AIM: Transcribe each of the following lines without any change.

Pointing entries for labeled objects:
• • • •
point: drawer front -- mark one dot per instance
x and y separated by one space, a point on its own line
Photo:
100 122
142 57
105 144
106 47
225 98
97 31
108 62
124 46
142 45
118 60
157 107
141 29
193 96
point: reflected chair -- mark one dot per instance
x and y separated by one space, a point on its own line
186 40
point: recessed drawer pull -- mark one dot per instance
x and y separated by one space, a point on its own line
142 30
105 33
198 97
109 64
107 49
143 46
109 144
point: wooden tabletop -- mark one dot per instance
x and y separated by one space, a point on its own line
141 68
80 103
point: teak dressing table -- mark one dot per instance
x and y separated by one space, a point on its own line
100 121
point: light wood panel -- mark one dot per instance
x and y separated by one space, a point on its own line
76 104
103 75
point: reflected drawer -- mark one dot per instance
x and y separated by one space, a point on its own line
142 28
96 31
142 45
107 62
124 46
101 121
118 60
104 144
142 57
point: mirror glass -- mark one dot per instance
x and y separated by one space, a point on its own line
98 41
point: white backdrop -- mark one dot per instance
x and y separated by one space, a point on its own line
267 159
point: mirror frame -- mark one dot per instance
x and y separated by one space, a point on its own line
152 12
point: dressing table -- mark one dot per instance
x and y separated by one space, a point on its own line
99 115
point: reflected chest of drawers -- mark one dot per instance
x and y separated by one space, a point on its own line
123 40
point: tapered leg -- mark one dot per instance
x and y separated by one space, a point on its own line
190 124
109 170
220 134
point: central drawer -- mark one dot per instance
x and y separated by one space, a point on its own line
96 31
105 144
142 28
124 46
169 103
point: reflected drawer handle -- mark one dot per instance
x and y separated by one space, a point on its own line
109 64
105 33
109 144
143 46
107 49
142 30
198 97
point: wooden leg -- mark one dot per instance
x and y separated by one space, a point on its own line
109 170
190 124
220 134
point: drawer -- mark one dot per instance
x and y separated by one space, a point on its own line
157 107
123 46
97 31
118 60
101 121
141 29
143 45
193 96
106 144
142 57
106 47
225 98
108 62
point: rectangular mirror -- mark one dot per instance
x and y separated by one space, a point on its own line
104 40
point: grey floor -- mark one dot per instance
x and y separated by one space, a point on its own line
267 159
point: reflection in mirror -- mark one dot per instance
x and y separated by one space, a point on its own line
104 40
• • • •
SOLUTION BELOW:
point: drawer front -- mark one dot per instance
x and y separated by one space, a point on its own line
Photo:
100 122
142 57
105 144
106 47
225 98
97 31
108 62
124 46
142 45
118 60
157 107
141 29
193 96
point: reflected chair -- mark one dot per instance
x and y separated by one space, a point on its own line
186 40
point: recessed drawer pull -- mark one dot per instance
x and y separated by one space, a point on its own line
142 30
105 33
198 97
109 64
107 49
143 46
109 144
point: wooden tabletop -- mark one dot per instance
x and y separated by one space, a point on its own line
141 68
80 103
point: teak dressing table -- mark one dot per instance
x and y separated by one space, a point on its own line
100 121
point: light wood panel -- mark one dot per instance
x and y separated by one space, a point on its own line
76 104
103 75
point: reflected drawer -- mark one dot per instance
x and y separated by one space, a point on its own line
142 28
96 31
142 45
107 62
124 46
101 121
118 60
104 144
142 57
point: mirror glass -- mark one dot per instance
x and y separated by one space, a point on its own line
98 41
point: white backdrop -- mark one dot per instance
x and y separated by one space, a point on its own line
267 159
point: mirror frame -- mark one dot per instance
x and y separated by one space, a point on its own line
152 12
point: dressing table -- mark one dot per instance
x and y separated by one space, a point on its own line
99 115
point: reflected chest of drawers -- mark one dot per instance
x and y separated by one space, a point on its own line
123 40
point: tapered leg -- mark one dot per instance
x and y separated by one space, a point on its own line
190 124
109 170
220 134
point: central drawer -- mark one dot per instance
x and y separated by one space, a point on its own line
96 31
105 144
142 28
124 46
169 103
point: reflected drawer handle -- mark one dot per instance
x and y separated by one space, a point on its own line
109 64
105 33
109 144
143 46
107 49
142 30
198 97
point: wooden leg -- mark one dot per instance
x and y separated by one space, a point on its own line
109 170
190 124
220 134
point: drawer -- mark one dot per instance
x and y separated by one space, a point on its own line
157 107
123 46
97 31
118 60
101 121
141 29
143 45
193 96
106 144
142 57
106 47
225 98
108 62
point: rectangular mirror -- mark one dot per instance
x and y separated by one space, a point on its own line
104 40
point: grey floor -- mark one dot per instance
x and y separated by one space, a point on its own line
267 159
point: reflection in mirror -- mark one dot per instance
x and y separated by one space, a point on its own line
104 40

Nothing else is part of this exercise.